TASK TO CARRY OUT: Lines in which "right" appears should be pulled from the data below.

[Opening INFORMATION PROVIDED section]

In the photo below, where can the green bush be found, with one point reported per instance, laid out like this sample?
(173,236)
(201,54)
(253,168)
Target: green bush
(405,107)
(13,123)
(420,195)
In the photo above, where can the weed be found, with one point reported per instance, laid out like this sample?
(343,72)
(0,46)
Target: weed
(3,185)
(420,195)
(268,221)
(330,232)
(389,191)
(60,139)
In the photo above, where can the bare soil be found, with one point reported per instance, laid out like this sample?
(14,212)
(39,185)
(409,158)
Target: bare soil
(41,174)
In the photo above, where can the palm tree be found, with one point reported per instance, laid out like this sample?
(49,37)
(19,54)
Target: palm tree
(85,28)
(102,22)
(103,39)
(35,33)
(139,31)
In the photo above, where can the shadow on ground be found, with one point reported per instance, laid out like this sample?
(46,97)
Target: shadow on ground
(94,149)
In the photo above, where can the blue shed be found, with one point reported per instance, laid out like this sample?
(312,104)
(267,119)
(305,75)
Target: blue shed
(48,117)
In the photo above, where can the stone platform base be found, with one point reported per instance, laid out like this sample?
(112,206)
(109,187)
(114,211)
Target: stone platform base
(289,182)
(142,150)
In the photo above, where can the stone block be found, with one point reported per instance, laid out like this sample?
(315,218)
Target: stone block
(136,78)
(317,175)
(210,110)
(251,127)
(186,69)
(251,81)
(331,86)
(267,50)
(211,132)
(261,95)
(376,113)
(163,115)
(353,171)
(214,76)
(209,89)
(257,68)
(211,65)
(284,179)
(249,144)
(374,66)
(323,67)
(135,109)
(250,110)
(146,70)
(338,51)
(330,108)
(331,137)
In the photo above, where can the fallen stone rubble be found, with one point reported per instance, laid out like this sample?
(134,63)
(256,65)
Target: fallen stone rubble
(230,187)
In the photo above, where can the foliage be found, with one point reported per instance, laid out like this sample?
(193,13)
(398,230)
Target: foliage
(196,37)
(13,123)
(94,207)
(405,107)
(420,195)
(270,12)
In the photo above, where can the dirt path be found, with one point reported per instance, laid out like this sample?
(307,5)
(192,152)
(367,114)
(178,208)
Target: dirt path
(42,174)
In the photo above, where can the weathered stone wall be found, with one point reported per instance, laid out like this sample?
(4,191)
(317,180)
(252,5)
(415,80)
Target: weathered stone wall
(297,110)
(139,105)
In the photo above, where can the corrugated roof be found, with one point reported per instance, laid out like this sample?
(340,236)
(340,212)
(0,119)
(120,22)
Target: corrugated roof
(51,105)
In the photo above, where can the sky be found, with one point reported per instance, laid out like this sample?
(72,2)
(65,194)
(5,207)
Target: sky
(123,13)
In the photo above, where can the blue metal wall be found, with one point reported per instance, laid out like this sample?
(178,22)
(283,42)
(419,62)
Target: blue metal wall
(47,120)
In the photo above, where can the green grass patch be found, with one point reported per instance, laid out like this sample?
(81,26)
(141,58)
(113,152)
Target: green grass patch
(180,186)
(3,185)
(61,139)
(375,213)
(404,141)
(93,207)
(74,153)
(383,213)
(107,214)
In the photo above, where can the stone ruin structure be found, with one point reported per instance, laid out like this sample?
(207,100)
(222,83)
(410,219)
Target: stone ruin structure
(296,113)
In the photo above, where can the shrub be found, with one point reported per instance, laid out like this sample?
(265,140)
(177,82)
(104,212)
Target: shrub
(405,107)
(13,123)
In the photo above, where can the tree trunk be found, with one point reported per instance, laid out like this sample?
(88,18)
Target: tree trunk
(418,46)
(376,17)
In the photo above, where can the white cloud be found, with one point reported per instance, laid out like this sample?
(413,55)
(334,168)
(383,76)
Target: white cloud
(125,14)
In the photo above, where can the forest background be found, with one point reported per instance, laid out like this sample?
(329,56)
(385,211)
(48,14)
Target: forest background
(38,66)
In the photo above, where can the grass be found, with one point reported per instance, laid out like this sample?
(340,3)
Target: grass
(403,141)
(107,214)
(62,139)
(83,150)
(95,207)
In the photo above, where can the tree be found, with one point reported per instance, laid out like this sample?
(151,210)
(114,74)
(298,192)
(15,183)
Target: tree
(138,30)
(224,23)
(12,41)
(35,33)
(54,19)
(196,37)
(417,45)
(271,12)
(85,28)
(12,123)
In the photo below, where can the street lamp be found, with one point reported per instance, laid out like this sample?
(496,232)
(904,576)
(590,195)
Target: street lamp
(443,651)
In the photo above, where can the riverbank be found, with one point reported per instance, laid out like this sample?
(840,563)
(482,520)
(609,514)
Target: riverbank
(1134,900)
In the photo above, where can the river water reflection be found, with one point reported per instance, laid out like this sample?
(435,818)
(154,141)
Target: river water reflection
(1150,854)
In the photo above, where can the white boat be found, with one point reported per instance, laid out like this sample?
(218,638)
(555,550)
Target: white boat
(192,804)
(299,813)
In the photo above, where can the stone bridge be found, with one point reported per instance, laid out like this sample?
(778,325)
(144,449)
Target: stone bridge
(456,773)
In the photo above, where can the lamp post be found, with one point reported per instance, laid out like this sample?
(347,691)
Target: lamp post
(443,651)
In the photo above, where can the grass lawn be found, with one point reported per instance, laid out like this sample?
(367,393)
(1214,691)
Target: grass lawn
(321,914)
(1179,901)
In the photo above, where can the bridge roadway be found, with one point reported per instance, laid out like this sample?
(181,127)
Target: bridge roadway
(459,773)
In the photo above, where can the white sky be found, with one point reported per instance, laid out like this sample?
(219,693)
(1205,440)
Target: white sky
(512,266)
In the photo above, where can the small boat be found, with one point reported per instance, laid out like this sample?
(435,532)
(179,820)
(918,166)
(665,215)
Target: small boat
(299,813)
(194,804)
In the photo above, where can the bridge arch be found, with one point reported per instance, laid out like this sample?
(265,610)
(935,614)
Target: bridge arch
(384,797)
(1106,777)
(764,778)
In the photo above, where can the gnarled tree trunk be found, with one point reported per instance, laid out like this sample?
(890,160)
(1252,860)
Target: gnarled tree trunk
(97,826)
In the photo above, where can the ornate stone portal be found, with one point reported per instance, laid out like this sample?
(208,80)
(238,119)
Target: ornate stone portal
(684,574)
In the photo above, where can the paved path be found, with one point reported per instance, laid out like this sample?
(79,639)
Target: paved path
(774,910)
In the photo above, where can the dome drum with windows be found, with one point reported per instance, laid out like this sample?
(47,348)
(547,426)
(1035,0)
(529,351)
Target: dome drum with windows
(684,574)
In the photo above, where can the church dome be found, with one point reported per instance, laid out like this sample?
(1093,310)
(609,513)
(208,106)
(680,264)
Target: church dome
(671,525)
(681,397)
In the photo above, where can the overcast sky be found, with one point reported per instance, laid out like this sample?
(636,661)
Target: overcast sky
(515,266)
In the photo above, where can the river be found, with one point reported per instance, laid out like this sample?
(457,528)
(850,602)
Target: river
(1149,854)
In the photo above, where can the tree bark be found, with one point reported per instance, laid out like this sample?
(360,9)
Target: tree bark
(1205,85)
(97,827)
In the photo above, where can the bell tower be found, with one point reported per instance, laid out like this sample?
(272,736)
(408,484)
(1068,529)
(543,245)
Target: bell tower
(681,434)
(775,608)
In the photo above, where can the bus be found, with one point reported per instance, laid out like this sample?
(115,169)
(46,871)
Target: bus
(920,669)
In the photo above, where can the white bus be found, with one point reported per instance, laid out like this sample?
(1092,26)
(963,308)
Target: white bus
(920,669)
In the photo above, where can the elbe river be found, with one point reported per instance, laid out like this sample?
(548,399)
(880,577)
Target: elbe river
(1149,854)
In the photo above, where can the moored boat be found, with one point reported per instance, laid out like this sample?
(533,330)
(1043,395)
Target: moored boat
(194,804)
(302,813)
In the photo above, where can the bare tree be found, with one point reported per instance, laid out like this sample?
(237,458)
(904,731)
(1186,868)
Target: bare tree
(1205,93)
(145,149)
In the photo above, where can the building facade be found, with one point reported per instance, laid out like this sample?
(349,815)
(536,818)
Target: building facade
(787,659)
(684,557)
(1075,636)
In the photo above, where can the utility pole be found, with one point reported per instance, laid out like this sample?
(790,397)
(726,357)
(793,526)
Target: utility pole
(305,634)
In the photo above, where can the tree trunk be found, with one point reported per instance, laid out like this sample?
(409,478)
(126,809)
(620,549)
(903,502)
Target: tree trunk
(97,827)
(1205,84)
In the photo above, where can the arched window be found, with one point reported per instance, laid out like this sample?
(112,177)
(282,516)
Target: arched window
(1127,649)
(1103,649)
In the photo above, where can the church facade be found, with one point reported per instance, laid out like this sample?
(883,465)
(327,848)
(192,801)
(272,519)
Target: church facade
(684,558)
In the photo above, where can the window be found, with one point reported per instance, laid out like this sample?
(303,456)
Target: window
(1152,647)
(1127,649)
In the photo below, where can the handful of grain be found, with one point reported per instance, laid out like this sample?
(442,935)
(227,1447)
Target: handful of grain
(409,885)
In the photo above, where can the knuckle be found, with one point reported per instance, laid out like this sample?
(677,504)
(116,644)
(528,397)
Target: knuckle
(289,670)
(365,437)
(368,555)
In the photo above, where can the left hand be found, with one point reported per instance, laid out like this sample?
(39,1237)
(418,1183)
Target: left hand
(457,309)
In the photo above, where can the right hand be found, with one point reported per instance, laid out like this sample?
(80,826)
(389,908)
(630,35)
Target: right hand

[Closing INFORMATION PROVIDED section]

EXPECTED ANSWER:
In the photo above, where can the right hand be found, with one point reported per instance, laid out like this sample?
Target: right hand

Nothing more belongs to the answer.